- [INSTRUÇÕES DA TAREFA]: Continue o texto sobre a vida, a morte e a curta-metragem Arquivo a partir da última frase apresentada.

Arquivo

A vida e a morte são dois conceitos muito próximos. É ténue a fronteira que os separa. Muito mais fina do que nós, comuns mortais deste planeta, damos conta.
Penso nisso cada vez mais devido ao meu percurso de vida, mas também devido às questões éticas do matar um animal para comer.
A curta metragem do S., Arquivo, retrata tudo isto. Durante alguns minutos aparece um peixe a morrer em cima de uma bancada. A agonizar com falta de ar. O efeito do som e da situação chocante foi que algumas pessoas saíram da sala de cinema enquanto o filme estava a ser exibido.
Era um peixe, como todos os outros peixes que comemos. No final do filme o realizador esclarece que para filmar aquela cena teve colaboração de biólogos marinhos e nenhum dos peixes utilizados foi morto durante as filmagens...apesar disso devem ter todos almoçado peixe grelhado no restaurante logo a seguir...
Onde ficamos? O que é que choca? Ver a realidade, que alguns dizem gratuita, esmiuçada num ecran ou esperar que alguém que não conhecemos que lide com ela?
O significado que damos à vida é relativo. É condicionado por muitos factores como a profissão, a educação, a experiência de vida e os ideais. Mas para mim a fronteira é tão ténue que não consigo imaginar uma sem a outra. Ou seja, para viver temos de matar. E o forma como vejo um peixe morto é diferente de outras pessoas.

(Excertos do conjunto de dados)
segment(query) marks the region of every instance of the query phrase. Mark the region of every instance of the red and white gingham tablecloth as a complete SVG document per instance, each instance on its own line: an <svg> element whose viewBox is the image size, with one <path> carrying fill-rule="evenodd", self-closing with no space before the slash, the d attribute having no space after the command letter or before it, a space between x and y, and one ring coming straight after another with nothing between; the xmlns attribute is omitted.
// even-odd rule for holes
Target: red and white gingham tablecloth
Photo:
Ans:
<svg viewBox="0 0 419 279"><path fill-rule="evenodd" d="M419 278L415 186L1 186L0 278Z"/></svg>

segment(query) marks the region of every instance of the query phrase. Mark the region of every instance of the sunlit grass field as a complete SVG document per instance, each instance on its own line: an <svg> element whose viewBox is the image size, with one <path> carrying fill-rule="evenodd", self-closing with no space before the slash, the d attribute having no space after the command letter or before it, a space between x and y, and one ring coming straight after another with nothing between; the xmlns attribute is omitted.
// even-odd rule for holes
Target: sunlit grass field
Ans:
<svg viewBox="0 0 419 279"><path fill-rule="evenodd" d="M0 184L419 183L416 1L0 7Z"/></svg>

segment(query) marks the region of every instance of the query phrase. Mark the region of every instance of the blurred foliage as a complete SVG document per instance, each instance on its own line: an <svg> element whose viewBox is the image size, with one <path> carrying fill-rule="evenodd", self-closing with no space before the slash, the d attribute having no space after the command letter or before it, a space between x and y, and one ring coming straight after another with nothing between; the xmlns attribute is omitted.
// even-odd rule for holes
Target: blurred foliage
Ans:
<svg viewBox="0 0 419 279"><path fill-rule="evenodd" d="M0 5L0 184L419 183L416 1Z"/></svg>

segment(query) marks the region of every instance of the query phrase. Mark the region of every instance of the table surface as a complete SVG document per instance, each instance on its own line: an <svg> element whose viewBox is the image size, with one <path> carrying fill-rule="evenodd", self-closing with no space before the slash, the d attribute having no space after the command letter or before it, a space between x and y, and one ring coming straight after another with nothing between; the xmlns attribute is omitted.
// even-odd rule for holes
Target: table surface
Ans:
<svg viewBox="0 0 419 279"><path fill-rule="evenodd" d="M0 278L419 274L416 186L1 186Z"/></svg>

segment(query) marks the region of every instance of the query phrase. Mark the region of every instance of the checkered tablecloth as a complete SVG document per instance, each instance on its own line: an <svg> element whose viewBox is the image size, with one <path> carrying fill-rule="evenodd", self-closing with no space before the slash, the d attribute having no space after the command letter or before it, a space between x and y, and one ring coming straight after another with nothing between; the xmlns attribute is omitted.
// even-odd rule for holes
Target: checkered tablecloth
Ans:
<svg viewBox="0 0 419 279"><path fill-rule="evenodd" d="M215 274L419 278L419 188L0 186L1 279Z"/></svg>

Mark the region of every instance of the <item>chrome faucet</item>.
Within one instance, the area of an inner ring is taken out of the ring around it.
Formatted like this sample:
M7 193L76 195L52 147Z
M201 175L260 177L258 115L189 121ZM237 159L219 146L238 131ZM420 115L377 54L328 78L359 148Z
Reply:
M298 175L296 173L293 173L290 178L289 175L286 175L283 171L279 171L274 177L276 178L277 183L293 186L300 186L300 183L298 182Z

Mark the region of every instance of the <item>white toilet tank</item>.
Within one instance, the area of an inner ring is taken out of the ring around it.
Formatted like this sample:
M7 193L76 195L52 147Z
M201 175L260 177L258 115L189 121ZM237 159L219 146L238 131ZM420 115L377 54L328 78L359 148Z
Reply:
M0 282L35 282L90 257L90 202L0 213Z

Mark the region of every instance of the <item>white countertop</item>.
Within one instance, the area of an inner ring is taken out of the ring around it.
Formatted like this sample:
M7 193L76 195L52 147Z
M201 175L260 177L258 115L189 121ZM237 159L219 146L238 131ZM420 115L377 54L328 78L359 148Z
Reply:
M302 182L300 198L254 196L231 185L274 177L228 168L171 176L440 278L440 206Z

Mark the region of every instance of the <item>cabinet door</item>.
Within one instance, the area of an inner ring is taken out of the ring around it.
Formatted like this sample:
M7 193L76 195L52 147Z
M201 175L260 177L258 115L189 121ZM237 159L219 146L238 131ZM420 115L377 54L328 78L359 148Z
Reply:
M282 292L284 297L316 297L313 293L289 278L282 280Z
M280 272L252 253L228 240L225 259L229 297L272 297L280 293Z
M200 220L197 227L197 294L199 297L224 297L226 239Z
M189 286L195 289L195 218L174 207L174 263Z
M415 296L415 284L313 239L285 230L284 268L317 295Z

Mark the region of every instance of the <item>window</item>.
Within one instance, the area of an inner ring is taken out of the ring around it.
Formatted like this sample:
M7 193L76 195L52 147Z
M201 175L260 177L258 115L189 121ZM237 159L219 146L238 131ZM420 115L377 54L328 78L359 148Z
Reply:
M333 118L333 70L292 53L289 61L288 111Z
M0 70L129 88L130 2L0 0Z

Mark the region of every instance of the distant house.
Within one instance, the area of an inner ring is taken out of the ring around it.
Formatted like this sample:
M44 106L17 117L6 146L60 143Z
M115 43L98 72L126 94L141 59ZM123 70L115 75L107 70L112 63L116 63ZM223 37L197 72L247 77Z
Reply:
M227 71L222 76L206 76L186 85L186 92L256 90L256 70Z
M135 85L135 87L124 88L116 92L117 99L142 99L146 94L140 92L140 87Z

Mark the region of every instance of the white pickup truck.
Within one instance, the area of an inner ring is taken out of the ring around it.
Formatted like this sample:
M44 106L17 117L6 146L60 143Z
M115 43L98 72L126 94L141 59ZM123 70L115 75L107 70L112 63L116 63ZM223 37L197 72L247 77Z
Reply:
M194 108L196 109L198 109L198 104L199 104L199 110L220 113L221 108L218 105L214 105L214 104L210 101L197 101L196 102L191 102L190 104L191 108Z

- [RESPOSTA]:
No final do filme aparecem imagens da sala de anatomia da Faculdade de Medicina. São imagens de corpos conservados para estudo. O sítio é desagradável e a morte está presente mais uma vez. Neste caso somos nós o objecto de estudo. É a nossa morte que é mostrada, mas aqui como análise na medicina. É impressionante ver como os médicos ficam entusiasmados com a análise de uma doença mortal ou de células cancerígenas de um doente com cancro.
Tudo depende contexto e do ponto de vista de quem analisa.
Apesar das imagens, para mim o Arquivo, é um filme sobre a vida e não sobre a morte. Mostra os passos que envolvem o luta pela sobrevivência, a força que um peixe tem para não morrer, o tempo que demora sem nunca desistir. É com isso devemos a celebrar a vida.